+++ EXTRACT TO READ +++

This is either extremely cool or the most pointless experiment ever. Possibly both -- Nokia has created a touchscreen made out of a honking great slab of ice.

Asavin Wattanajantra
2 min read

Nokia may be having a few problems with its phones, but as far as headline-grabbing stunts are concerned, it still has it. Those kerr-azy Finns have only taken a huge block of ice, and fashioned a working touchscreen out of it. Whatever next?

Finland is a tad chilly this time of year, so the raw material wasn't hard to find. Nokia researchers took a slab of river ice, used a chainsaw to cut it into square slabs and made it into an ice wall, the New Scientist reports. Two metres wide and 1.5 metres tall, the wall was blasted with a heat gun to make the surface smooth.

To turn the wall into a touchscreen, the experimentalists used rear-diffused illumination, the technology used for Microsoft Surface, which has been the table of the future for some years now. This works by shining an invisible light and focusing cameras on the back of the ice wall. If you use your hand to touch the front of the ice wall, it reflects the light towards the cameras.

Unlike most touchscreens, this means you can use it while wearing gloves -- rather more important in this case, at it was -15C.

The camera receives the signal, which is connected to a PC that can detect where your hand is and where's it's going. The PC is connected to another projector, which uses the data it receives to project imagery beneath your hand. Flaws in the ice limit how accurately your hand can be located, however.

It goes to show you can stick this sort of touchscreen technology anywhere. Microsoft Surface has already been used in areas such as medicine, education, banking and gaming, not to mention for controlling robots.

As far as ice-made touchscreens goes, we're not too sure if there are many practical applications for it, unless you're a regular at London's Icebar, or possibly a certain rotund gentleman residing at the North Pole and looking to futurise your gift-distribution IT infrastructure.

+++ ENTRIES SHOWN +++

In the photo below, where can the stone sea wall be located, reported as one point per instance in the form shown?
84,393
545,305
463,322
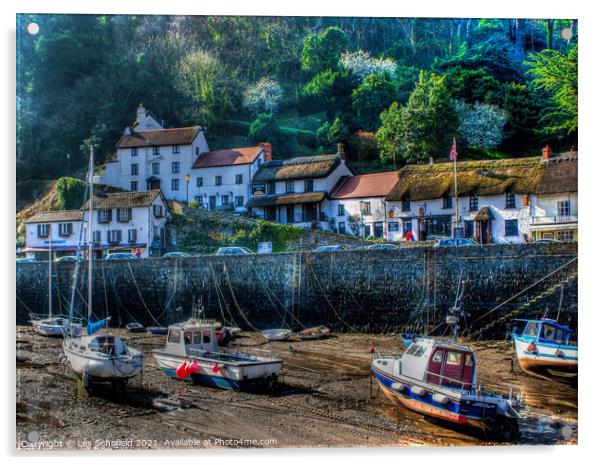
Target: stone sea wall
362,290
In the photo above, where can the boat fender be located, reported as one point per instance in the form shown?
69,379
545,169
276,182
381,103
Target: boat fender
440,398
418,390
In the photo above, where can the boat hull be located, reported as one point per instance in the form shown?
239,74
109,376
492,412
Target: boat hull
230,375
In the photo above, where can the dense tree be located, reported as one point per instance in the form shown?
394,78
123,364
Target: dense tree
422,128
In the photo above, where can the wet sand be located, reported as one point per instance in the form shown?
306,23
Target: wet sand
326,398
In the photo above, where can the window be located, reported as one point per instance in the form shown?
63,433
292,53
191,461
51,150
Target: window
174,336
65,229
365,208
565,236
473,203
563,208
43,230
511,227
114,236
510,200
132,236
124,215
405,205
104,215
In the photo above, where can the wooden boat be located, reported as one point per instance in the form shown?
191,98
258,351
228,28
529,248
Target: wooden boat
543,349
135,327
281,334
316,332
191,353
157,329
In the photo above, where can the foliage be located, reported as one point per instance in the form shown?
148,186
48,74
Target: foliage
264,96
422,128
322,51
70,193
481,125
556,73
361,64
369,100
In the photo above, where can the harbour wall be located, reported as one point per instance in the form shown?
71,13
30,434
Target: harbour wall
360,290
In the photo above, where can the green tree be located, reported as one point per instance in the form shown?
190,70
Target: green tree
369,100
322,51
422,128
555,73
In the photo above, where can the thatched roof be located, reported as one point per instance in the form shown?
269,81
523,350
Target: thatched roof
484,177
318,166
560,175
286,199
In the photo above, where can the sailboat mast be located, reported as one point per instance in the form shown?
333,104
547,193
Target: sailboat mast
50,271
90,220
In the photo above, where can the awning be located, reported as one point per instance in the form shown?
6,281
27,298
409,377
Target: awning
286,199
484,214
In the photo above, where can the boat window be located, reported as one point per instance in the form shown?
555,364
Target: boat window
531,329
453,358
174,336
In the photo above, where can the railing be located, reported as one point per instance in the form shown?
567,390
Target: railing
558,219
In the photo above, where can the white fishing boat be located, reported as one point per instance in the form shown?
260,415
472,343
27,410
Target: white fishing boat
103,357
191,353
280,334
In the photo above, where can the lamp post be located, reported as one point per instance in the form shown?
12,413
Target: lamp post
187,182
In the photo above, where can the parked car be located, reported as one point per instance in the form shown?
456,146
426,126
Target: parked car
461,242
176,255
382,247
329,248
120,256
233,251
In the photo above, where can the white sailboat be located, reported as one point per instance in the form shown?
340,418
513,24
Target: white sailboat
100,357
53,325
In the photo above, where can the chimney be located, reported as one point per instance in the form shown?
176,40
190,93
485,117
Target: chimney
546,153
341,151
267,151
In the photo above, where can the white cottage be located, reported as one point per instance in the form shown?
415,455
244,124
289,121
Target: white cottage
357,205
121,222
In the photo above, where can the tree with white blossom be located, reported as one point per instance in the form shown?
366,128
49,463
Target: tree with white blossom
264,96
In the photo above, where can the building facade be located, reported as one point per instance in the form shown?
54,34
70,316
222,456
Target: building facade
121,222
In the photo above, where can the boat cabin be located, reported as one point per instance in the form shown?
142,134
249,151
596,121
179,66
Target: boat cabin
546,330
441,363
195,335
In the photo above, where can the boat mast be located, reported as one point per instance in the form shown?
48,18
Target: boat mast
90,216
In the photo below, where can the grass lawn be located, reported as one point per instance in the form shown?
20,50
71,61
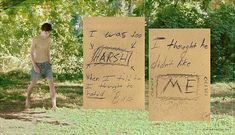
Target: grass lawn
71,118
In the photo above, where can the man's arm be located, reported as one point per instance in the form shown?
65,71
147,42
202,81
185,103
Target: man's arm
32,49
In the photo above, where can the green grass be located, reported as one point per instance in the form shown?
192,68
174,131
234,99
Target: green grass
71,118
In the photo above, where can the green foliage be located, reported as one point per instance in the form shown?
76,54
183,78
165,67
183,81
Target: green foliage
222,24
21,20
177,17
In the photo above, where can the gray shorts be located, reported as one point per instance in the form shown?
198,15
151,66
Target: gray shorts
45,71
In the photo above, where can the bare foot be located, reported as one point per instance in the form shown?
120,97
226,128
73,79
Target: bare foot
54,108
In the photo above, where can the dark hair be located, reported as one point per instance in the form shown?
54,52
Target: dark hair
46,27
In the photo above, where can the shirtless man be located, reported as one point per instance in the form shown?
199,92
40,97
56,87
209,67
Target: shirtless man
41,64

+++
+++ ENTRIES SHOWN +++

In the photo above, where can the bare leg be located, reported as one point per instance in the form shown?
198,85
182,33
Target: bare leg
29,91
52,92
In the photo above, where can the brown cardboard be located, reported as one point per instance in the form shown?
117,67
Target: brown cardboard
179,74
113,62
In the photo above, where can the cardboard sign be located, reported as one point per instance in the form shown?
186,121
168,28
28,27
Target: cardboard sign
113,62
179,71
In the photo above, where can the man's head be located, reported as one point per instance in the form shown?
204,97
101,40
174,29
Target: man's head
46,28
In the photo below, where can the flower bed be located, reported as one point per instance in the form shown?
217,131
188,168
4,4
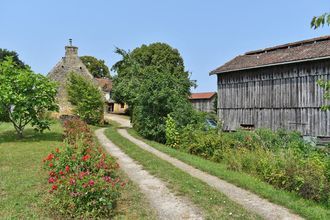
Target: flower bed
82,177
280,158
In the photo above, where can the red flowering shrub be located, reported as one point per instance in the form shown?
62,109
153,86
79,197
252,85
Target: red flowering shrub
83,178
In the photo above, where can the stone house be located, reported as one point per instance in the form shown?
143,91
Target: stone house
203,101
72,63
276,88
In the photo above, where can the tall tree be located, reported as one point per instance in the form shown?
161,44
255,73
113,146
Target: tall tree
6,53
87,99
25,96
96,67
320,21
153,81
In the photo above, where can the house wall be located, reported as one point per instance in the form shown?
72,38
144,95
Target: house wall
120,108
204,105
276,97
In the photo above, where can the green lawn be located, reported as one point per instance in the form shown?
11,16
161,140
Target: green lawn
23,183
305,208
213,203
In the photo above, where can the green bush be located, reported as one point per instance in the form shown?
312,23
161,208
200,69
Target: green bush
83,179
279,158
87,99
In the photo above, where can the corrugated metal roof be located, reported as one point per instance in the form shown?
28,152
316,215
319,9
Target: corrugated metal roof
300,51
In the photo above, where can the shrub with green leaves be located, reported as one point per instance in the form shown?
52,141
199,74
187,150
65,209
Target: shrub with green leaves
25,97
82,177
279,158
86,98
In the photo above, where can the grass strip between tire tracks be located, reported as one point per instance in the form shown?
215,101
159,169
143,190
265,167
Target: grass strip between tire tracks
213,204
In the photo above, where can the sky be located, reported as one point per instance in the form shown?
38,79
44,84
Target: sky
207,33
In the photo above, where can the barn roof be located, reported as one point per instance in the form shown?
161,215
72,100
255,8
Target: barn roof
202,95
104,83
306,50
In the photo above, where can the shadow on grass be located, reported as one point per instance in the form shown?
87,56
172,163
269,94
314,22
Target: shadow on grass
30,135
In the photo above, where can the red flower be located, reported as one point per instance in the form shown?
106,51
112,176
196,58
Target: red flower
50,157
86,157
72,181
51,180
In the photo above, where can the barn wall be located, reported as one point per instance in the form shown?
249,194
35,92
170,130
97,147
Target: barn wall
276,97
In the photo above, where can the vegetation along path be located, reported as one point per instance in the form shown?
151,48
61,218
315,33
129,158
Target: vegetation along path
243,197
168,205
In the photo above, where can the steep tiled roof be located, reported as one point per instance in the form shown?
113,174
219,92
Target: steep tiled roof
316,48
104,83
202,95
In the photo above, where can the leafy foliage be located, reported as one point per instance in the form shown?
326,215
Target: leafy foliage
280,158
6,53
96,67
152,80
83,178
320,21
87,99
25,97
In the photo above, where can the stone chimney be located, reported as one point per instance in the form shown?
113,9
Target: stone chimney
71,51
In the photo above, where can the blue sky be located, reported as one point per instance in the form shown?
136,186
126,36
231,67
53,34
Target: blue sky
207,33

+++

▸ ACTIONS TO TAKE
(A) Answer the following questions using the article on Nokia's ice touchscreen.
(i) What were the width and height of the ice wall?
(ii) What was the temperature where the touchscreen was used?
(iii) What limits how accurately a hand can be located on the wall?
(B) From the article on Nokia's ice touchscreen, list every area in the list that begins "such as" where Microsoft Surface is said to have been used.
(C) Return the part of the article on Nokia's ice touchscreen that opens with the words containing "The camera receives" and closes with "gift-distribution IT infrastructure.", copied without any changes.

▸ ANSWERS TO THE PROBLEMS
(A)
(i) Two metres wide and 1.5 metres tall.
(ii) -15C.
(iii) Flaws in the ice.

(B) Medicine, education, banking, gaming

(C)
The camera receives the signal, which is connected to a PC that can detect where your hand is and where's it's going. The PC is connected to another projector, which uses the data it receives to project imagery beneath your hand. Flaws in the ice limit how accurately your hand can be located, however.

It goes to show you can stick this sort of touchscreen technology anywhere. Microsoft Surface has already been used in areas such as medicine, education, banking and gaming, not to mention for controlling robots.

As far as ice-made touchscreens goes, we're not too sure if there are many practical applications for it, unless you're a regular at London's Icebar, or possibly a certain rotund gentleman residing at the North Pole and looking to futurise your gift-distribution IT infrastructure.